# Exercise aim
Keep the pictures out of your copy. Transcribe the records below exactly.

*** Opening Data ***

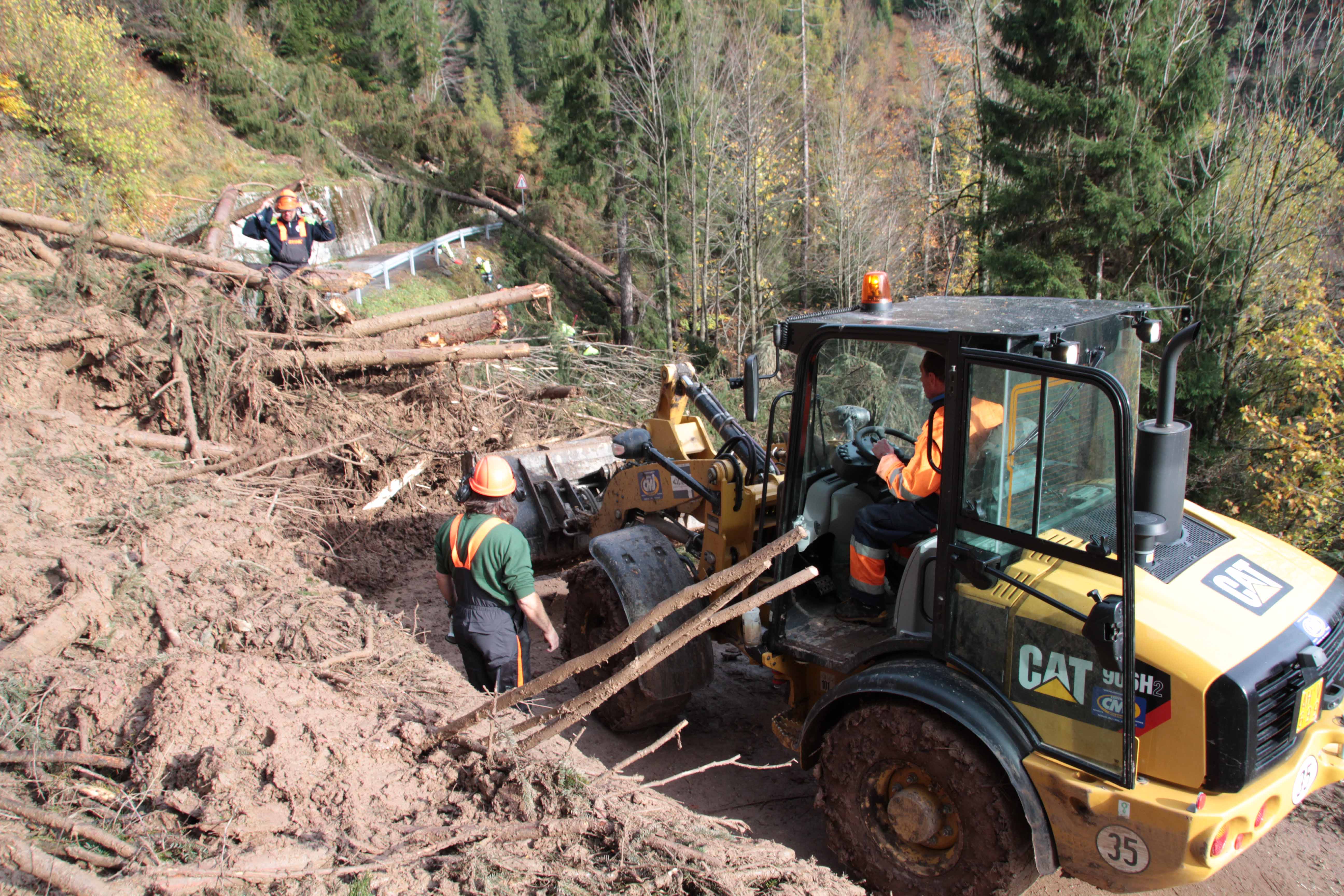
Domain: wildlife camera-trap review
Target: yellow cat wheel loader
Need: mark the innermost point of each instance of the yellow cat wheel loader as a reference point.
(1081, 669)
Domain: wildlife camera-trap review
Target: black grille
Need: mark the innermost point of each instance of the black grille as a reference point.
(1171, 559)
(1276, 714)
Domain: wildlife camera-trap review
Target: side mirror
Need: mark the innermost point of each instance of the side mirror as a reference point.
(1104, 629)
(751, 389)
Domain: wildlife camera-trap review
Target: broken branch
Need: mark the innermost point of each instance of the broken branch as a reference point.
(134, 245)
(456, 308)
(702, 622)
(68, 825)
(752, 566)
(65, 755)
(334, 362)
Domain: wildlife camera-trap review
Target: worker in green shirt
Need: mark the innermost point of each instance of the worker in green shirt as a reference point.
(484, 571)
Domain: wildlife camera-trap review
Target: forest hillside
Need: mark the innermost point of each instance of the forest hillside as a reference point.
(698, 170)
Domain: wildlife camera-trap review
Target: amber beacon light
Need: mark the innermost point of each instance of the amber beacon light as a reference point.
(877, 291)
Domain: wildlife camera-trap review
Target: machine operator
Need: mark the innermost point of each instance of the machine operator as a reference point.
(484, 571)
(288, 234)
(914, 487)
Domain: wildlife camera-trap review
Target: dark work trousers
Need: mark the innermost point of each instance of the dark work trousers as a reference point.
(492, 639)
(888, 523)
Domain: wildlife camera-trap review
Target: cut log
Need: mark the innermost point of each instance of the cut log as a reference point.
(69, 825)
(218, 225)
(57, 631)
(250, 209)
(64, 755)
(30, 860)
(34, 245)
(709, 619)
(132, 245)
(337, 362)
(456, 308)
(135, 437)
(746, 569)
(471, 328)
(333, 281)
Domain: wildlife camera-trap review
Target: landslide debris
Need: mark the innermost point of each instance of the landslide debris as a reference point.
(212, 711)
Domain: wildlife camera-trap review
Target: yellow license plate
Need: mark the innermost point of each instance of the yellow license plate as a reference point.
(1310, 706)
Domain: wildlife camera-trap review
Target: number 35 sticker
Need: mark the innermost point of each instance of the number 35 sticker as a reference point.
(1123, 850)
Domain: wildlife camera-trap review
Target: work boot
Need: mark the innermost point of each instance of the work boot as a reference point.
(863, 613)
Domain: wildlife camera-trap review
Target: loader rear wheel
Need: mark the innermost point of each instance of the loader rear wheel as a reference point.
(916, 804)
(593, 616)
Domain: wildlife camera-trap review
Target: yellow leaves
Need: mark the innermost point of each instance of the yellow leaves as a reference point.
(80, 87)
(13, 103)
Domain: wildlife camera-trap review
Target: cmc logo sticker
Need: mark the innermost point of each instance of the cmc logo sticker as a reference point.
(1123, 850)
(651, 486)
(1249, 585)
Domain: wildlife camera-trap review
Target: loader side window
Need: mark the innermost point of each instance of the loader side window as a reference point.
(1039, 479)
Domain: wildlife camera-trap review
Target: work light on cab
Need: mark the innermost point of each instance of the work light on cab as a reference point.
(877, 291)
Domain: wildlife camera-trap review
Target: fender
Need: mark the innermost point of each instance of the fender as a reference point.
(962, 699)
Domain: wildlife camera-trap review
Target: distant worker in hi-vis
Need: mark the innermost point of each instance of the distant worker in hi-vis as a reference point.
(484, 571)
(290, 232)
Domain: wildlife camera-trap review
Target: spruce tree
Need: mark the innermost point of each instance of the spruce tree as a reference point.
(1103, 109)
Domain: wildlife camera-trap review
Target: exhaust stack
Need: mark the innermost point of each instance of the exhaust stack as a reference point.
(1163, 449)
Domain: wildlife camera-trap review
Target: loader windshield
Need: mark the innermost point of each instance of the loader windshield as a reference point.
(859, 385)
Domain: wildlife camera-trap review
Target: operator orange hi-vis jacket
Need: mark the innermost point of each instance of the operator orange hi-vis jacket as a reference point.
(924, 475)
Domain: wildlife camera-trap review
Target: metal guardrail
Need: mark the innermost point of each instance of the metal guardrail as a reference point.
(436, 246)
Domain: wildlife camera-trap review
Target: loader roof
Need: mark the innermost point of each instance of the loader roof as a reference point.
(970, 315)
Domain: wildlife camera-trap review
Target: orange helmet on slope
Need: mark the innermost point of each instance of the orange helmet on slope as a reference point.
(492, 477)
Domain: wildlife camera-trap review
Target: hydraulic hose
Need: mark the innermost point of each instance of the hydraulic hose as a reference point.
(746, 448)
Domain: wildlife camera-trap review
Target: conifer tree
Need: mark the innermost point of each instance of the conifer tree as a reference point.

*** Closing Data ***

# Your response
Domain: wildlife camera-trap review
Target: yellow cat wheel loader
Need: mark the innermost point of each instance of the yellow cat wheel loader as a reference point.
(1081, 669)
Domain: wildlife camera-trap review
Target: black grille
Need: mark the innermost point of each instance of the black grille as a reference point.
(1171, 559)
(1276, 714)
Domain: wildlife camera-trap review
Target: side mirror
Need: mark the innermost point of each instance of the side mirror as a reference point.
(1104, 629)
(751, 389)
Domain: wildlife camera-trap review
Target: broken branch
Need: mark the innermost point of each instance of the broken branch as a reference point.
(134, 245)
(456, 308)
(702, 622)
(68, 825)
(752, 566)
(65, 755)
(334, 362)
Domain: wildlife camera-trap review
Target: worker in green shirt
Need: mark the innermost point of each instance of the worker in green shirt as a reference point.
(484, 571)
Domain: wildlife camera-trap review
Target: forest hillside
Need: mark the innermost point of each instance of the forest hillside as a reference point.
(698, 170)
Domain: wildlife camera-trap review
Target: amber beacon light
Need: mark the innermost point of each instance of the amber beacon light as a reference point.
(877, 291)
Domain: wildlife camera-trap review
Target: machine operator
Need: mark the innermost point of each instance of the machine operator as a reference point.
(484, 571)
(288, 234)
(914, 487)
Domain: wildlife camera-trap review
Target: dark work trousers
Need: mark the innermost point of each instance of the dark work trousers as a reference point.
(492, 639)
(888, 523)
Domain: wildlife camera-trap review
Target: cut log
Need: mark the innermost point of each instance of the cut log as a reference point.
(69, 825)
(218, 225)
(57, 631)
(250, 209)
(64, 755)
(30, 860)
(34, 245)
(709, 619)
(132, 245)
(337, 362)
(456, 308)
(135, 437)
(746, 569)
(471, 328)
(333, 281)
Domain: wildlife camera-trap review
Target: landslide debris
Need: mark the innermost point of each instance of the landslide debris as a reference point.
(212, 711)
Domain: wildlife camera-trap review
Target: yellow license plate
Need: mark the innermost point of each instance of the yellow license plate as a reference point.
(1310, 706)
Domain: wildlife camera-trap review
Target: number 35 sticker
Need: mark the innermost point of each instance of the number 35 sticker as a reference point.
(1123, 850)
Domain: wildlife camera-trap review
Target: work boot
Need: mark the innermost point of each instance of the work boot as a reference point.
(863, 613)
Domain: wildlife camera-trap review
Target: loader rear wheel
Need: mark the innermost point of each instance of the loader rear wheel as a reference point.
(916, 804)
(593, 616)
Domain: wildlife camera-trap review
Target: yellow leaves
Need: mark the innermost point of each instance of the yellow leaves as a reference point.
(80, 87)
(13, 103)
Domain: wildlife camera-trap review
Target: cmc logo sticker
Need: mark the innermost point of each instance of the cmc logo sticker as a reference point.
(1123, 850)
(651, 486)
(1249, 585)
Domain: wildlife camera-trap review
Target: loader side window
Need: mark the innermost point of each instance of the loader side window as a reference point.
(1039, 479)
Domain: wildlife camera-trap review
Target: work light on cab
Need: mark the innermost point of each instance of the work light on cab as a reference point.
(877, 291)
Domain: wildlife camera-trap review
Target: fender
Need: mark the innermost point of each instance of the fender as a reference point.
(962, 699)
Domain: wildlife camera-trap review
Target: distant worker in hi-vis
Need: mark the innermost point of each instance of the distant worker in hi-vis as a reference point.
(484, 571)
(290, 232)
Domain: wildlife camera-trap review
Target: spruce tree
Need: mark the innermost point of each instance of the spruce tree as a reference point.
(1103, 109)
Domain: wildlife camera-trap review
Target: exhaust stack
Need: mark the innermost point of each instance of the exhaust stack as a reference point.
(1163, 449)
Domain: wildlife camera-trap review
Target: loader windshield
Need: mark the innermost point of each instance of the loader windshield as a reference point.
(859, 385)
Domain: wildlife camera-trap review
Target: operator orange hi-vis jacket
Need: mark the innermost point of each instance of the operator orange hi-vis jacket as a reference point.
(924, 475)
Domain: wildlife camera-trap review
Target: metal guardrail
Need: mark the innermost point of each instance of the metal guardrail as a reference point.
(436, 246)
Domain: wildlife camera-trap review
Target: loader roof
Need: mark the innermost point of each instance of the loader roof as a reference point.
(970, 315)
Domain: wildlife camera-trap review
Target: orange helmet on slope
Need: mark the innermost point of each instance of the orange helmet on slope as a reference point.
(492, 477)
Domain: wildlife camera-trap review
Target: hydraulic hose
Need: mark the innermost point of each instance of the hydraulic hose as a reference point.
(746, 448)
Domain: wildlife camera-trap review
Target: conifer tree
Need: mark the innermost point of each instance of the conifer tree as a reference point.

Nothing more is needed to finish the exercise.